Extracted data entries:
[start]
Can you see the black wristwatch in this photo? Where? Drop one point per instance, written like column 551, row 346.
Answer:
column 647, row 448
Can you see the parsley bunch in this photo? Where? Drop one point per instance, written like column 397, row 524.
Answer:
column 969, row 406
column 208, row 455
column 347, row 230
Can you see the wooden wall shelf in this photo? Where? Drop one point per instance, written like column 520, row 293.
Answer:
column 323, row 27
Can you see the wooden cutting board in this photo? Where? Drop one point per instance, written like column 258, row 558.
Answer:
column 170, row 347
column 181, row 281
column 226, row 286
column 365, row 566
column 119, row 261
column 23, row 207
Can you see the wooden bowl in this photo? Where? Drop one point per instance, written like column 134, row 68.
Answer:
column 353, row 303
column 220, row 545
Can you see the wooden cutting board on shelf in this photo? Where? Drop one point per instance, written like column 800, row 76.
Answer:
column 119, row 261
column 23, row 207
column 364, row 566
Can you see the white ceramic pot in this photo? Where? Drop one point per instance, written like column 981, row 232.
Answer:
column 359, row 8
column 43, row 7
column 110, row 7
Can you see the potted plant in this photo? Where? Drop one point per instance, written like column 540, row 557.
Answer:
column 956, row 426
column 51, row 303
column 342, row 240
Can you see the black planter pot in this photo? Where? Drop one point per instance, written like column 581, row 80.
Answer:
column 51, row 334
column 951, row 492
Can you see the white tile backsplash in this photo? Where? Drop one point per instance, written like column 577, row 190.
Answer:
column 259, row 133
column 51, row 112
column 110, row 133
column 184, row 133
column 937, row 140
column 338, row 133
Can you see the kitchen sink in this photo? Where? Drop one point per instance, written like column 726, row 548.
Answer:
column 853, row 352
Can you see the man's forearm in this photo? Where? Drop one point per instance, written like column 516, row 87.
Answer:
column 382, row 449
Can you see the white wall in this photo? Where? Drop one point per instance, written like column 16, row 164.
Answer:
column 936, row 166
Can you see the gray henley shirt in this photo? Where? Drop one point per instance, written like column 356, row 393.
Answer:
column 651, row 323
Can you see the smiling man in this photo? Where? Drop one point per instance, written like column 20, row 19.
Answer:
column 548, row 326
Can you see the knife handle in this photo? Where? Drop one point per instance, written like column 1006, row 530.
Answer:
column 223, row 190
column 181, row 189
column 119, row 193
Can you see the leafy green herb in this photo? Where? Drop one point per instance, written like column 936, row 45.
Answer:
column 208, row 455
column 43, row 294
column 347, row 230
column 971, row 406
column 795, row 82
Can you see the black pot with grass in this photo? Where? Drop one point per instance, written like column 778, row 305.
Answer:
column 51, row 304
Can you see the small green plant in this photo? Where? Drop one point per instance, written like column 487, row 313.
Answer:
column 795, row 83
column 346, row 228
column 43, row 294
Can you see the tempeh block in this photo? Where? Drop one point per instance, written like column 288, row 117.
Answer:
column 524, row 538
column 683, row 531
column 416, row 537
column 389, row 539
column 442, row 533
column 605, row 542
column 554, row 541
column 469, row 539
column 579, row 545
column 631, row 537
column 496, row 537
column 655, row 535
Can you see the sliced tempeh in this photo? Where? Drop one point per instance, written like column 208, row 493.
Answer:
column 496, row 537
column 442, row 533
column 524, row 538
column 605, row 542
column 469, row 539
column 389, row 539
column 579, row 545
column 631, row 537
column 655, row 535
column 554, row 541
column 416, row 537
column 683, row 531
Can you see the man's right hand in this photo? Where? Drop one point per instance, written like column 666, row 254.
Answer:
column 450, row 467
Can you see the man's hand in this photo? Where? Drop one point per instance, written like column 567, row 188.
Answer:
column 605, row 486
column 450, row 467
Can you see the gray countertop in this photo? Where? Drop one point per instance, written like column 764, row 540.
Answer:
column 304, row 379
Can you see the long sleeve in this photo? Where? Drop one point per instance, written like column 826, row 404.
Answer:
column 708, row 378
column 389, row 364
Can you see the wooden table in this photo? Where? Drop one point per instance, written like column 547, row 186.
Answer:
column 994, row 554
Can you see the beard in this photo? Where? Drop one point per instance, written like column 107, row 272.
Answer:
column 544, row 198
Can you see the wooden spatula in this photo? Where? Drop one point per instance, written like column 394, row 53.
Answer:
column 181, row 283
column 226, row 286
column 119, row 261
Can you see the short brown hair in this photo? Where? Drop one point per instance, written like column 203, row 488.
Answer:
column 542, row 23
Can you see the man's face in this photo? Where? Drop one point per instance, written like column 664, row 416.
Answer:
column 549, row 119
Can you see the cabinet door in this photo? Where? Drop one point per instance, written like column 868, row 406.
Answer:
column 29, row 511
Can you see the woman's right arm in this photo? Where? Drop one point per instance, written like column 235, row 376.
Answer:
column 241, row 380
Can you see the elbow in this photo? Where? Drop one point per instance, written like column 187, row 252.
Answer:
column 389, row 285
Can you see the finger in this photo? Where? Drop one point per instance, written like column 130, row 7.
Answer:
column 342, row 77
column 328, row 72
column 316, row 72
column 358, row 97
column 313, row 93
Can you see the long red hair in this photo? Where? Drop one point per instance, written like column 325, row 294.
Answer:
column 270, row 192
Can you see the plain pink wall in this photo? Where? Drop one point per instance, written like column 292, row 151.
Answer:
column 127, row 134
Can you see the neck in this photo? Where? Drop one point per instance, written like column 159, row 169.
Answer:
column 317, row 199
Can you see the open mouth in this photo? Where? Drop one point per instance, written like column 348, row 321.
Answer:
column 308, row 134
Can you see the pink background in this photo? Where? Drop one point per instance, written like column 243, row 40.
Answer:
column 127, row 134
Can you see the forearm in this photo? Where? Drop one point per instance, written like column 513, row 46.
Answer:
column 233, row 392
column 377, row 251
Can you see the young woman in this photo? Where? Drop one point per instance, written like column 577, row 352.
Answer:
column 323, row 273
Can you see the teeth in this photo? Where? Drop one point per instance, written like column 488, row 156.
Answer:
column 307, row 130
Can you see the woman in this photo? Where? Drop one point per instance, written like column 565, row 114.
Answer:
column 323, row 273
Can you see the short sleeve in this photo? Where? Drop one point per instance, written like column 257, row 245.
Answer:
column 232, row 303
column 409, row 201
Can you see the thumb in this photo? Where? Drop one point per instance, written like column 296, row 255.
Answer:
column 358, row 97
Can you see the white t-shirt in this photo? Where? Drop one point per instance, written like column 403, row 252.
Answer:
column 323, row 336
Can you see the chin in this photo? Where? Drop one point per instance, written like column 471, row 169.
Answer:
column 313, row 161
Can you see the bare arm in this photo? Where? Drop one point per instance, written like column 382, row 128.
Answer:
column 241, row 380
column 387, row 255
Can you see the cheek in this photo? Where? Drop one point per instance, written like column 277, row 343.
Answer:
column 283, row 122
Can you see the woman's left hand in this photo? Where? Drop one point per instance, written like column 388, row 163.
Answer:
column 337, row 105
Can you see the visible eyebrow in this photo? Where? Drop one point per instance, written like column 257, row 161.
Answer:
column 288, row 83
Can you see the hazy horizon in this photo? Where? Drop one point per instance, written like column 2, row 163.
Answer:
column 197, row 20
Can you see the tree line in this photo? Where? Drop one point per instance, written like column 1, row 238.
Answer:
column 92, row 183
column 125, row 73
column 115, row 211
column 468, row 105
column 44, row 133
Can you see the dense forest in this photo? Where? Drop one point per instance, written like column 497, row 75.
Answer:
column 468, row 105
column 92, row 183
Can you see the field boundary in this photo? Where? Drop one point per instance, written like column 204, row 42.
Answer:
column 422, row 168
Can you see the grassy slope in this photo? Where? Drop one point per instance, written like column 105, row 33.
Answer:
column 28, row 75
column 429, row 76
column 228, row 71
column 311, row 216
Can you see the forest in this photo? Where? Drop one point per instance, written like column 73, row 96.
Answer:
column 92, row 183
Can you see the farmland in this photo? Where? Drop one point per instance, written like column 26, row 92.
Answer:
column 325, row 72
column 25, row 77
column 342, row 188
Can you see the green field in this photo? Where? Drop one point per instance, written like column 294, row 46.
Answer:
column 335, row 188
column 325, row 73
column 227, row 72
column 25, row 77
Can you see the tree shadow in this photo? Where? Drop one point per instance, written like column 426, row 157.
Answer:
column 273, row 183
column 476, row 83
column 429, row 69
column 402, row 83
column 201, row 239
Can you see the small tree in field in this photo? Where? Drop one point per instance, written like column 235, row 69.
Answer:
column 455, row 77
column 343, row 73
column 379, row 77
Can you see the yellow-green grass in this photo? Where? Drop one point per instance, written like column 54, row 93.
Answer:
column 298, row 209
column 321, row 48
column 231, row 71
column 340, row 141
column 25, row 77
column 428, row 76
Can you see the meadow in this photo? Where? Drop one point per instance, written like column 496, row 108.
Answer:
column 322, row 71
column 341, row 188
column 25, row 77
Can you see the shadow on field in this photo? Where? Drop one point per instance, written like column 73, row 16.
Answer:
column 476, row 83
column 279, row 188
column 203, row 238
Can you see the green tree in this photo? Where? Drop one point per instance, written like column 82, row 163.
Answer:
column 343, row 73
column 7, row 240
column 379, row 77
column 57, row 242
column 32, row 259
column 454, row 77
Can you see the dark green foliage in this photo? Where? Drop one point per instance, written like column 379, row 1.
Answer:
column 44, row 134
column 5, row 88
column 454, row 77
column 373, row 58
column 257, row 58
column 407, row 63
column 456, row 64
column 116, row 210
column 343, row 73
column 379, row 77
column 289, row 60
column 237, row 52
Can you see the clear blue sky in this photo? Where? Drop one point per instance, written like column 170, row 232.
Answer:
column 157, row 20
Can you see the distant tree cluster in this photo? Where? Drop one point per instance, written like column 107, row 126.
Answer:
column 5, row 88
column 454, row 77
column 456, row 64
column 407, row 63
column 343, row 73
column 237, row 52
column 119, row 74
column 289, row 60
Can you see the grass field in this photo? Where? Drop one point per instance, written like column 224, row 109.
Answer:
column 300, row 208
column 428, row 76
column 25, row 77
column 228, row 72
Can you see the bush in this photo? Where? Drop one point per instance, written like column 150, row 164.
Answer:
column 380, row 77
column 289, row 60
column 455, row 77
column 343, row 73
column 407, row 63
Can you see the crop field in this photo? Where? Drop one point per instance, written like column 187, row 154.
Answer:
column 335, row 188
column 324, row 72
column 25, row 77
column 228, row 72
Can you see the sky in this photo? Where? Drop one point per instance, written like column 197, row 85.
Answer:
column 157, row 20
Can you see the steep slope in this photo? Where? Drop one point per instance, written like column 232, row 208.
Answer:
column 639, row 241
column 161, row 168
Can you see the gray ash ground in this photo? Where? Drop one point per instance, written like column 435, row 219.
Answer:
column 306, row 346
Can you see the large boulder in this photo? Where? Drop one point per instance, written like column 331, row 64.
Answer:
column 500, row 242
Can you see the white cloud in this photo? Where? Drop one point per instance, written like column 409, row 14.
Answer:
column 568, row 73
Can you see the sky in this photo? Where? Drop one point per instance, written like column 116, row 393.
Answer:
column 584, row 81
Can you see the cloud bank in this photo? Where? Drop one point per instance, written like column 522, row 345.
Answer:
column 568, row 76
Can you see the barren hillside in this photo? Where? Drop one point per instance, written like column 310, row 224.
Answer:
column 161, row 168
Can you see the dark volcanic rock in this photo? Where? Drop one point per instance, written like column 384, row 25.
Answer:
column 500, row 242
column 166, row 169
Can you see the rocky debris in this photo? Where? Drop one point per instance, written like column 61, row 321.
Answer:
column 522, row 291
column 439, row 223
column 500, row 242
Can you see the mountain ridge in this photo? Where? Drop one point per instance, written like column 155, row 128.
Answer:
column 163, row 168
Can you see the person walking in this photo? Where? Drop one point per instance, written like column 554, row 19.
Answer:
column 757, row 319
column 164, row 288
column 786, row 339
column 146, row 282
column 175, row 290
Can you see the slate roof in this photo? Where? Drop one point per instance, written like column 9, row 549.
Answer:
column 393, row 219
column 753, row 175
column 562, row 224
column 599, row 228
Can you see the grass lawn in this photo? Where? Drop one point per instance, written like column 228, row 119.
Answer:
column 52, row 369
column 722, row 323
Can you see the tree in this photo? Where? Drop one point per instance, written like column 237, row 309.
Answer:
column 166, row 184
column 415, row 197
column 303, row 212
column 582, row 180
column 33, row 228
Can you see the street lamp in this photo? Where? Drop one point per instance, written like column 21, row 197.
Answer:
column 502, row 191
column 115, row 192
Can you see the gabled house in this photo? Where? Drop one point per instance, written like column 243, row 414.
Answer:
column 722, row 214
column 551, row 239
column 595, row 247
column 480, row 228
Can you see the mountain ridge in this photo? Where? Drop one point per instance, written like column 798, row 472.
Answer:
[end]
Written exercise. Copy out the lines from the one containing "Can you see the steep" through the one containing "column 306, row 346", substituting "rocky slope" for "steep slope" and keeping everything else the same.

Answer to this task.
Can you see the rocky slope in this photo? Where? Drop one point per instance, written like column 232, row 208.
Answer:
column 639, row 241
column 161, row 168
Can you see the gray ash ground in this photo? Where? Drop one point per instance, written like column 435, row 219.
Answer:
column 306, row 346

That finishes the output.